The request »
Reproduce everything from the start of the records down to and including the line containing "676 193 711 206", keeping each line unchanged.

(Bounding-box records)
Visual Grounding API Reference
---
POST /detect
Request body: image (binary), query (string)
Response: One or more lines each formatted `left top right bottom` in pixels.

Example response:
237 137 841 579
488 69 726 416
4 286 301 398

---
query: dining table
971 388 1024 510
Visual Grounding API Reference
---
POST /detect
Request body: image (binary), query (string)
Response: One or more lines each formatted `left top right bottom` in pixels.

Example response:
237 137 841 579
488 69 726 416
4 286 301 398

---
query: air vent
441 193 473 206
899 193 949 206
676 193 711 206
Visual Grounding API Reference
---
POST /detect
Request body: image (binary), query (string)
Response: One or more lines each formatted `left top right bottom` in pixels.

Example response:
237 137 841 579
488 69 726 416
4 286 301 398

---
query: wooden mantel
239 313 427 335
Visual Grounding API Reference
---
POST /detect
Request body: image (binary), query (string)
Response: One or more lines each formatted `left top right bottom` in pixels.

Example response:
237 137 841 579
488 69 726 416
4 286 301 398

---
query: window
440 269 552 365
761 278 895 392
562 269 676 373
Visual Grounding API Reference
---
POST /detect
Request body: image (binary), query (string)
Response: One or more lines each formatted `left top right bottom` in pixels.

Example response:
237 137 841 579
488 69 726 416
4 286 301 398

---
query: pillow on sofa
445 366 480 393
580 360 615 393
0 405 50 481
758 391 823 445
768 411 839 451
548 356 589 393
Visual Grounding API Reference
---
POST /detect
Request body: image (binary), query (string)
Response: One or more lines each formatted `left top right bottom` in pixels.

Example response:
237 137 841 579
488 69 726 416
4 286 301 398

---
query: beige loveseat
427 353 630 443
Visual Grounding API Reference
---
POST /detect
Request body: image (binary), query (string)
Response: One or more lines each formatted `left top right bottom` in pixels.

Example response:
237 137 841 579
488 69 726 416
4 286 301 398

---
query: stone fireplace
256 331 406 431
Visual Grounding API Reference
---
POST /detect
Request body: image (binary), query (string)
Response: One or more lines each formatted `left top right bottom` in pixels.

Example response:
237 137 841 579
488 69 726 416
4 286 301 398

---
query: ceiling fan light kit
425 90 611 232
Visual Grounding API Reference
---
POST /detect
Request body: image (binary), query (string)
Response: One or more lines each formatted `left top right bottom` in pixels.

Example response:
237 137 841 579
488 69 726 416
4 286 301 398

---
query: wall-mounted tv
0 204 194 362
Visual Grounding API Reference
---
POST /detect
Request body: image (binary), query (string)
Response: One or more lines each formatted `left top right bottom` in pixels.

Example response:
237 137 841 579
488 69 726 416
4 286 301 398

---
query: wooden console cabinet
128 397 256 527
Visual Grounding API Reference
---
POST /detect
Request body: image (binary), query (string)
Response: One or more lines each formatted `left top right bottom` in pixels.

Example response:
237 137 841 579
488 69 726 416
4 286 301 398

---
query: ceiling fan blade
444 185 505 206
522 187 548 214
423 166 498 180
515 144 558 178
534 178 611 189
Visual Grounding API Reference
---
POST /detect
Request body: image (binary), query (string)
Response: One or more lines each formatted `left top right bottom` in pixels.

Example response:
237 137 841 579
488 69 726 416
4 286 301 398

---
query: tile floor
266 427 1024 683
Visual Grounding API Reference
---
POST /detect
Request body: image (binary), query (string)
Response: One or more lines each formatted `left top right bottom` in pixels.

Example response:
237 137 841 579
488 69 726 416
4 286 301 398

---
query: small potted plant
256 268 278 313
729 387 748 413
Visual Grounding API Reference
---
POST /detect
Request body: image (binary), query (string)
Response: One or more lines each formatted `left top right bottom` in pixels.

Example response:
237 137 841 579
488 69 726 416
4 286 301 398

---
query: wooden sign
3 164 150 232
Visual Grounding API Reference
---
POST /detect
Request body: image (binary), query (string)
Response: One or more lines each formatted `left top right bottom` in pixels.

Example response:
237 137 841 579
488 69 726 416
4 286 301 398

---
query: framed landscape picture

Task answer »
Visual Grounding API Reference
---
POST /detect
Request body: image (binary), query (string)
Response: One or more lines each formatted `left top right bottom` in pixels.

Example response:
237 137 841 579
488 69 726 416
4 286 301 398

---
query: dining table
971 388 1024 510
Visual Grounding API Reference
---
POST /detect
Request body: image (binary), query (string)
Response: One or more lines each formatted `left top right bottom` in pixels.

Example response:
237 137 841 579
488 69 726 416
4 286 301 398

---
query: air vent
441 193 473 206
899 193 949 206
676 193 711 206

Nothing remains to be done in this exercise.